**Exercise directions**
Copy all records verbatim.
>> Start Records for processing
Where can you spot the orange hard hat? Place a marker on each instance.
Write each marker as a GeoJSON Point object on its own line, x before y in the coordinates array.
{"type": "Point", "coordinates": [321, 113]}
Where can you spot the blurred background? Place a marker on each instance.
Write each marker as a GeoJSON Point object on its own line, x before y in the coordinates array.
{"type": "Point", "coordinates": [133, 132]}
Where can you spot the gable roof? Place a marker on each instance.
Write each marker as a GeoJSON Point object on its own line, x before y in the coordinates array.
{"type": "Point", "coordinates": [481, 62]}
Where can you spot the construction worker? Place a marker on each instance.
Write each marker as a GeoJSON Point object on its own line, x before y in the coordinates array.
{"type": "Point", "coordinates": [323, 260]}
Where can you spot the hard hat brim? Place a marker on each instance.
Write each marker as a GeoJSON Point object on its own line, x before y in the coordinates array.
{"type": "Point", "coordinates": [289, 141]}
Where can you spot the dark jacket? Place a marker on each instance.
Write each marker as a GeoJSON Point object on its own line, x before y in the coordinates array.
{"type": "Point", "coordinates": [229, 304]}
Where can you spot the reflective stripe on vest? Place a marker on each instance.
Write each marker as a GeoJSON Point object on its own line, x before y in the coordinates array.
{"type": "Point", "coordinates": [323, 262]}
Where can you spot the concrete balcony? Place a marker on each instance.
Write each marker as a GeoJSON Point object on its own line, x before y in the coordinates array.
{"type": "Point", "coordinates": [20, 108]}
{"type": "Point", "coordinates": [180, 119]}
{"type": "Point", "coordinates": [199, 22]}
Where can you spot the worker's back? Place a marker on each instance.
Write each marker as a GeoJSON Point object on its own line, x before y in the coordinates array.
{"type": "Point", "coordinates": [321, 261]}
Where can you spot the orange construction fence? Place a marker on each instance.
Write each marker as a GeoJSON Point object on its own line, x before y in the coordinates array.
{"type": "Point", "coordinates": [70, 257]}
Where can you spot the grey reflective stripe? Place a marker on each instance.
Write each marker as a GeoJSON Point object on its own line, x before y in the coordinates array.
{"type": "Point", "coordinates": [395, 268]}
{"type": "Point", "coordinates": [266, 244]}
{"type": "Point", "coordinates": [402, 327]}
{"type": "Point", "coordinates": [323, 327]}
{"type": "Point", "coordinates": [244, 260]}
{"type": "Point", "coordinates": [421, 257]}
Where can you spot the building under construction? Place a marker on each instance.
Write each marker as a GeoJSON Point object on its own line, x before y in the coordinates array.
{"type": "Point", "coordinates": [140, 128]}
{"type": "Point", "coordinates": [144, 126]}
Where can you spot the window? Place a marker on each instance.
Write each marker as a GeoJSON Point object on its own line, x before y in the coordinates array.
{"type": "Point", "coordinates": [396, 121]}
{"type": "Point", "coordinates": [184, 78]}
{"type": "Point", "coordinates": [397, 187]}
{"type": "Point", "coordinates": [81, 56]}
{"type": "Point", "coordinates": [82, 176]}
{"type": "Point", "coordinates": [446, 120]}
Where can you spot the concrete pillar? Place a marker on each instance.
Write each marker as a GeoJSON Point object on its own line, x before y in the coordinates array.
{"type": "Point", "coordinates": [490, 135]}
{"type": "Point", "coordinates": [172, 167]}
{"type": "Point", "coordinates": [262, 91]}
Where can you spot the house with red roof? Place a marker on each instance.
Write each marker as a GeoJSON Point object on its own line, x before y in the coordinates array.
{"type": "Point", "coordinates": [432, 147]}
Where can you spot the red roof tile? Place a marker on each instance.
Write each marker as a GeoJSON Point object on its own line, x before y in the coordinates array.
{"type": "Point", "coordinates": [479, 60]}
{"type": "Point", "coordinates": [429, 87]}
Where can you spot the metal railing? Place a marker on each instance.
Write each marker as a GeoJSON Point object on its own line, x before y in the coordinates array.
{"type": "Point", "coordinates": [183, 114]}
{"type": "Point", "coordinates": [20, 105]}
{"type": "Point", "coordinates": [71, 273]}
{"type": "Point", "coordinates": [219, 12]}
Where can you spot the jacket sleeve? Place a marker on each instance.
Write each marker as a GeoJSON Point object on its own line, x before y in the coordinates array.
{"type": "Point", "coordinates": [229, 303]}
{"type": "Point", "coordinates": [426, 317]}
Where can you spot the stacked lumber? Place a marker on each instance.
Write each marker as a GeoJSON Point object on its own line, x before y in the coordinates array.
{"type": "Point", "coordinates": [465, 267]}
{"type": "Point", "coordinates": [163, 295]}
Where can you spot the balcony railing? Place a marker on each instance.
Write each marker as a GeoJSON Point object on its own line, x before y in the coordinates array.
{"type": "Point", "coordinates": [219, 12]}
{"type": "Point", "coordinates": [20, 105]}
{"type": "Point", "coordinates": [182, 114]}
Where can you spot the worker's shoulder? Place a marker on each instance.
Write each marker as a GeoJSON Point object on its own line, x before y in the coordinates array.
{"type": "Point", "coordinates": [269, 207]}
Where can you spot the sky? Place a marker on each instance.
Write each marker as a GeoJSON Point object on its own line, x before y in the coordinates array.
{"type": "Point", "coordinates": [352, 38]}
>> End Records for processing
**Answer below**
Where can you spot the orange hard hat? Place a marker on each instance.
Write each marker as a GeoJSON Point object on its own line, x before y in the coordinates array.
{"type": "Point", "coordinates": [321, 113]}
Where can you spot the blurred background? Place a marker on each instance.
Write each marker as a GeoJSON Point object on its own line, x before y in the coordinates array.
{"type": "Point", "coordinates": [133, 132]}
Where can you spot the gable roof? Place a marker on each instance.
Write each marker as a GeoJSON Point object on its own line, x before y in the coordinates array.
{"type": "Point", "coordinates": [481, 62]}
Where can you spot the construction worker? Place a marker on each instance.
Write each marker as a GeoJSON Point object on its own line, x before y in the coordinates array.
{"type": "Point", "coordinates": [323, 260]}
Where can you spot the hard hat brim? Place a marker on each instance.
Write each marker as a GeoJSON Point object on its own line, x before y in the coordinates array.
{"type": "Point", "coordinates": [289, 141]}
Where can you spot the dark jacket? Place a marker on each instance.
Write each marker as a GeoJSON Point object on its own line, x before y in the coordinates array.
{"type": "Point", "coordinates": [229, 304]}
Where can you spot the reflective stripe on vest? Place a marker on each instance.
Write each marker as a GeoJSON Point object on its own line, x before y in the coordinates array.
{"type": "Point", "coordinates": [323, 262]}
Where can you spot the concrete balcony? Place a marker on each instance.
Write each marker as a GeoJSON Point object on its own line, x before y in the coordinates array.
{"type": "Point", "coordinates": [20, 108]}
{"type": "Point", "coordinates": [180, 119]}
{"type": "Point", "coordinates": [199, 22]}
Where can you spot the worker's back? Place a marker on each instance.
Write each marker as a GeoJSON Point object on its own line, x before y in the coordinates array.
{"type": "Point", "coordinates": [321, 261]}
Where can you spot the orange construction fence? Place a marker on each instance.
Write each marker as a GeoJSON Point object on its own line, x before y in the coordinates array.
{"type": "Point", "coordinates": [70, 257]}
Where can you spot the grey reflective stripe? Place a marker on each instance.
Write each marker as a GeoJSON Point object on its own line, x before y in the coordinates array.
{"type": "Point", "coordinates": [395, 268]}
{"type": "Point", "coordinates": [266, 244]}
{"type": "Point", "coordinates": [402, 327]}
{"type": "Point", "coordinates": [323, 327]}
{"type": "Point", "coordinates": [244, 260]}
{"type": "Point", "coordinates": [421, 257]}
Where can you spot the building under construction? Place a marker on each instance.
Write each marker as a GeoJSON Point object on its own line, x before y in the coordinates array.
{"type": "Point", "coordinates": [140, 128]}
{"type": "Point", "coordinates": [144, 126]}
Where can you spot the window? Place a marker on each instance.
Write each marker as a GeoJSON Point object on its own line, x before y in the coordinates array.
{"type": "Point", "coordinates": [396, 121]}
{"type": "Point", "coordinates": [184, 78]}
{"type": "Point", "coordinates": [397, 187]}
{"type": "Point", "coordinates": [81, 56]}
{"type": "Point", "coordinates": [82, 176]}
{"type": "Point", "coordinates": [446, 120]}
Where can you spot the concrete pillar? Place a marker on each instance.
Write each marker as a GeoJSON Point object on its own line, x before y in the coordinates array.
{"type": "Point", "coordinates": [490, 135]}
{"type": "Point", "coordinates": [172, 167]}
{"type": "Point", "coordinates": [262, 91]}
Where can you spot the house with red roof? Place a marker on each instance.
Write each marker as a GeoJSON Point object on its own line, x before y in the coordinates array.
{"type": "Point", "coordinates": [432, 147]}
Where can you spot the red roof tile? Place a marker on each instance.
Write each marker as a GeoJSON Point object on its own line, x before y in the coordinates array.
{"type": "Point", "coordinates": [479, 60]}
{"type": "Point", "coordinates": [429, 87]}
Where can you spot the metal railing? Place a marker on each instance.
Write each marker as a GeoJSON Point object on its own line, x before y in the coordinates array.
{"type": "Point", "coordinates": [183, 114]}
{"type": "Point", "coordinates": [20, 105]}
{"type": "Point", "coordinates": [71, 273]}
{"type": "Point", "coordinates": [219, 12]}
Where can you spot the jacket sleeve? Place a marker on each instance.
Write each marker as a GeoJSON Point object on its own line, x before y in the coordinates array.
{"type": "Point", "coordinates": [229, 303]}
{"type": "Point", "coordinates": [426, 317]}
Where can you spot the stacked lumber? Place a marker on each instance.
Write each marker as a GeoJSON Point object on its own line, x before y in the coordinates array.
{"type": "Point", "coordinates": [465, 267]}
{"type": "Point", "coordinates": [163, 295]}
Where can you spot the balcony railing? Place a marker on each instance.
Write each marker as a GeoJSON Point object on its own line, x before y in the coordinates array.
{"type": "Point", "coordinates": [219, 12]}
{"type": "Point", "coordinates": [20, 105]}
{"type": "Point", "coordinates": [182, 114]}
Where can you spot the worker's shoulder? Place a marker on each instance.
Write each marker as a GeoJSON Point object on its own line, x before y in the coordinates array.
{"type": "Point", "coordinates": [269, 207]}
Where can you spot the sky? Place a marker on each instance.
Write each marker as a GeoJSON Point object on its own line, x before y in the coordinates array.
{"type": "Point", "coordinates": [352, 38]}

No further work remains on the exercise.